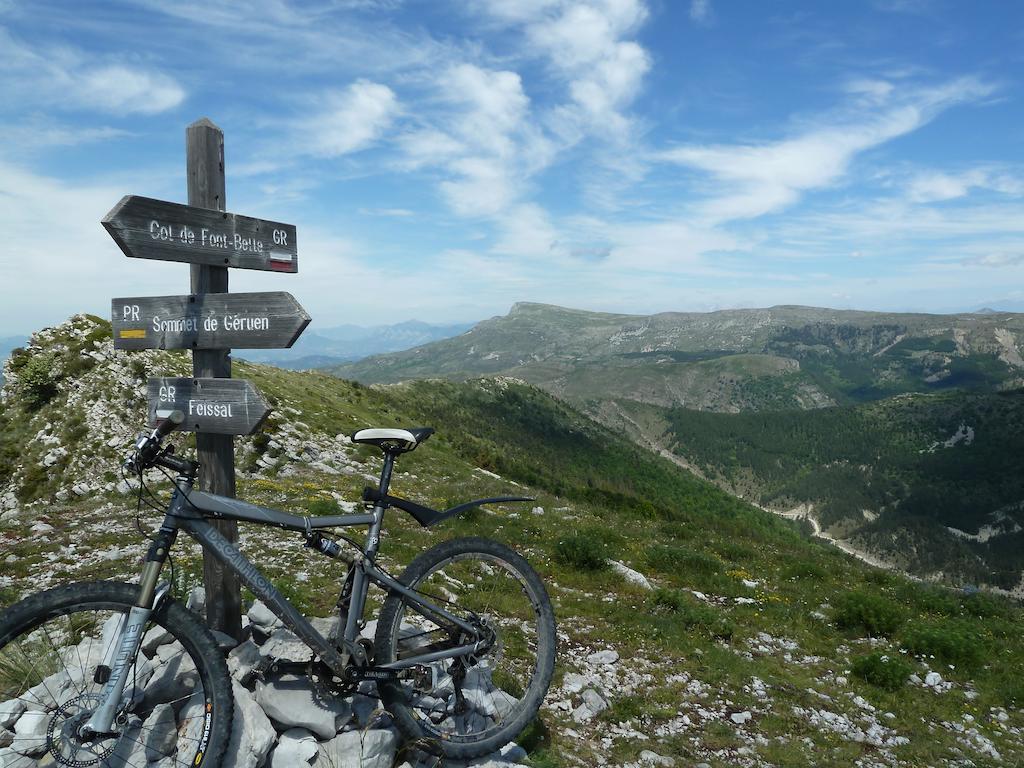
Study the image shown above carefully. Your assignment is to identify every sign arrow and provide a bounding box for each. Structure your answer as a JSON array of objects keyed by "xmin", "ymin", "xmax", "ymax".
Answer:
[
  {"xmin": 102, "ymin": 195, "xmax": 299, "ymax": 272},
  {"xmin": 146, "ymin": 378, "xmax": 270, "ymax": 434},
  {"xmin": 111, "ymin": 291, "xmax": 310, "ymax": 349}
]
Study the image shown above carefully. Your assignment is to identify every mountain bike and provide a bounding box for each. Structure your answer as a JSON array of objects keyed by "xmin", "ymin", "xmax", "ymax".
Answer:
[{"xmin": 0, "ymin": 411, "xmax": 556, "ymax": 768}]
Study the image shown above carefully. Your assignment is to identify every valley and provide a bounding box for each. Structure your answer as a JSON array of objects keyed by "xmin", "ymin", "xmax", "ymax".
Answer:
[
  {"xmin": 0, "ymin": 315, "xmax": 1024, "ymax": 768},
  {"xmin": 332, "ymin": 304, "xmax": 1024, "ymax": 594}
]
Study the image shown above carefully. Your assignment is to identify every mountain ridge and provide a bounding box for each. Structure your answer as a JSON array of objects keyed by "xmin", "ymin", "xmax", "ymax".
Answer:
[{"xmin": 0, "ymin": 316, "xmax": 1024, "ymax": 768}]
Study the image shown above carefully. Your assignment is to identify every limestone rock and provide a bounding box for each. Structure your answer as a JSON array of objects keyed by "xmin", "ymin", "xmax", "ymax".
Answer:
[
  {"xmin": 256, "ymin": 676, "xmax": 352, "ymax": 738},
  {"xmin": 587, "ymin": 649, "xmax": 618, "ymax": 665},
  {"xmin": 143, "ymin": 703, "xmax": 178, "ymax": 762},
  {"xmin": 267, "ymin": 728, "xmax": 319, "ymax": 768},
  {"xmin": 0, "ymin": 698, "xmax": 28, "ymax": 728},
  {"xmin": 608, "ymin": 560, "xmax": 654, "ymax": 590},
  {"xmin": 222, "ymin": 681, "xmax": 276, "ymax": 768},
  {"xmin": 316, "ymin": 729, "xmax": 398, "ymax": 768},
  {"xmin": 12, "ymin": 710, "xmax": 49, "ymax": 755}
]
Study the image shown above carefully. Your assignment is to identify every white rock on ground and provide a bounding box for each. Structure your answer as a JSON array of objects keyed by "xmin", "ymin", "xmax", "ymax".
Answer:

----------------------------------------

▶ **What to produce**
Please copy out every line above word for word, leaving out the pictures.

▶ **Exercise output**
Study the image shown above carefully. Your assignment is to identify every sign arrow and provide a bounding box for each. Structure your answer as a JSON array of objects keyed by "xmin", "ymin", "xmax", "ymax".
Answer:
[
  {"xmin": 102, "ymin": 195, "xmax": 299, "ymax": 272},
  {"xmin": 146, "ymin": 378, "xmax": 270, "ymax": 434},
  {"xmin": 111, "ymin": 291, "xmax": 310, "ymax": 349}
]
Study the image shown above carefully. Your assignment is to identify every mountain bike and provide a bounding box for each. Structure your answer as a JSON array of objects keyed by "xmin", "ymin", "xmax", "ymax".
Answer:
[{"xmin": 0, "ymin": 411, "xmax": 556, "ymax": 768}]
Study the image shown above carefully. Your assignment is to identify every valley and provide a bounding box for each. Structure your answer as a JSON array of objects keyed by "xmin", "ymin", "xmax", "ymax".
Answer:
[
  {"xmin": 0, "ymin": 315, "xmax": 1024, "ymax": 768},
  {"xmin": 332, "ymin": 304, "xmax": 1024, "ymax": 594}
]
Study the image shown above carefully. Your assignment is to identify every mountain ridge and provide a bounding box for each. Structure your answer as a JSON array of objects keyed by "xmin", "ymin", "xmax", "ymax".
Answer:
[{"xmin": 0, "ymin": 316, "xmax": 1024, "ymax": 768}]
Study the image shown above carefully. Your assignment is to identify every limestone rock and provide a bounding box for each. Structure your answer as a JSON array of objects keyed by "xmin", "ymin", "xmax", "ymax".
Answer:
[
  {"xmin": 256, "ymin": 676, "xmax": 352, "ymax": 738},
  {"xmin": 587, "ymin": 649, "xmax": 618, "ymax": 665},
  {"xmin": 143, "ymin": 703, "xmax": 178, "ymax": 762},
  {"xmin": 267, "ymin": 728, "xmax": 319, "ymax": 768},
  {"xmin": 0, "ymin": 698, "xmax": 28, "ymax": 728},
  {"xmin": 608, "ymin": 560, "xmax": 654, "ymax": 590},
  {"xmin": 222, "ymin": 681, "xmax": 276, "ymax": 768},
  {"xmin": 316, "ymin": 729, "xmax": 398, "ymax": 768},
  {"xmin": 12, "ymin": 710, "xmax": 49, "ymax": 755}
]
Study the image shown above carefully. Your assignment is to identify every white rock on ground and provide a bounding box for each. Structure your answer as a JSON array of objects keyed by "xmin", "ymin", "xmax", "ymax".
Answer:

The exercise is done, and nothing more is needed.